## START Data to use

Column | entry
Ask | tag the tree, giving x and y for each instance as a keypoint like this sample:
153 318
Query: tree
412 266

## END Data to use

What needs to be done
Rewrite every line of the entries above, requests included, offsetting each keypoint coordinate in the answers by 73. Leave the sample coordinates within the requests unchanged.

Reply to the task
Column | entry
Ask | tag the tree, giving x and y for each instance as a keypoint like this sample:
153 318
Query: tree
485 339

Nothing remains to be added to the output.